[PAGE TEXT start]

I needed company. Real, breathing, dish-clattering company—something to keep the ache at bay. All week locals had murmured about the “place that feeds folks for whatever they can spare,” but directions were offered in landmarks instead of street names: past the depot, turn where the big camellia grows, two doors down from the barber who whistles “Sweet Beulah Land.” I found it by following aroma alone—roasted turkey mingled with sweet potatoes glazed so dark they smelled of molasses and campfire.
So, I've decided to partake in the community Thanksgiving at Drexell and Honeybee’s “donation only” restaurant, where the motto is, “Feed the need.” Here anyone can eat a restaurant-style meal without worrying about the check; no one gets a check. Ever. If you’re able and can afford it, a donation box sits unobtrusively in the back of the place where you can pay as little or as much as you want for the meal.
Drexell & Honeybee’s is a ribbon of old brick squared up between vacant lots. No neon, just a hand-painted sign the color of churned butter: FEED THE NEED.
Below the words, the front door is already flanked by a line of people. There are elderly couples with walkers, shift workers in high-viz jackets, and a pair of college kids whose backpacks suggested no kitchen of their own. The line bent around the corner and breathed little fog clouds into the cool air. Nobody grumbled at the twenty-minute wait because inside that building was warmth and the smell of childhood kitchens.
D&H was founded out of dreams and determination by Lisa Thomas-Macmillan and her husband, Freddie. But even before the restaurant they were involved in delivering hot meals to shut-ins. But Lisa felt like there was more she could do. She had always wanted to run a restaurant, but financially, that dream just wasn’t going to happen. That’s where Freddie stepped in. “He really is the one responsible for all this,” Lisa told me, and noted how it was Freddie’s retirement that allowed them to first set up shop.
The restaurant ate up about half their retirement savings, Lisa said. “And sometimes, only sometimes, do we have to dip back into the retirement accounts for the restaurant,” she said.
Meals are served from 11am until 2pm; however, I noticed a handwritten sign out front has amended those hours to 11am until 12:30pm “for the time being,” it says. Perhaps an indication of how expensive the place is to keep open.

[PAGE TEXT end]

*WORK INSTRUCTIONS*.
1. Using the essay on the donation-only restaurant, what are the answers to these?
(a) What is the restaurant's motto?
(b) Who founded the restaurant?
(c) What serving hours does the handwritten sign out front give?
2. Can you extend the essay on the donation-only restaurant, picking up right after its final sentence?

[RECORDED DATA start]

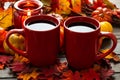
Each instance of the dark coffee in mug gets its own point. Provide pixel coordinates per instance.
(27, 6)
(81, 27)
(41, 25)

[RECORDED DATA end]

*ANSWERS FOR THIS EXERCISE*.
1.
(a) "Feed the need."
(b) Lisa Thomas-Macmillan and her husband, Freddie.
(c) 11am until 12:30pm, "for the time being."

2.
Inside D&H looks like a thousand other small-town restaurants and cafes. Tables for four dot the interior, and booths for six line the perimeter. It’s decorated simple but tasteful, a nod to minimalist form and function. There’s even a small book-lending “library” at the rear of the place.
Although the food is the main focus, Lisa says, “People bring their problems here … they want to heard … they know they’ll find a sympathetic ear.” And, if for even five or ten minutes, “we can offer them a respite from the hurt, the worry or pain they’re feeling.”
The commitment of running D&H is extensive. The hours are long and the cost is high, says Lisa. “But this is our calling.”
At the rear an open window revealed the kitchen—an orchestration of well-worn stainless and women in aprons moving with quiet authority. A gray-haird woman, stocky as a stump, ladled giblet gravy while humming “Count Your Blessings.” Beside her a petite woman with chestnut braids stirred collards with a paddle that looked repurposed from a rowboat..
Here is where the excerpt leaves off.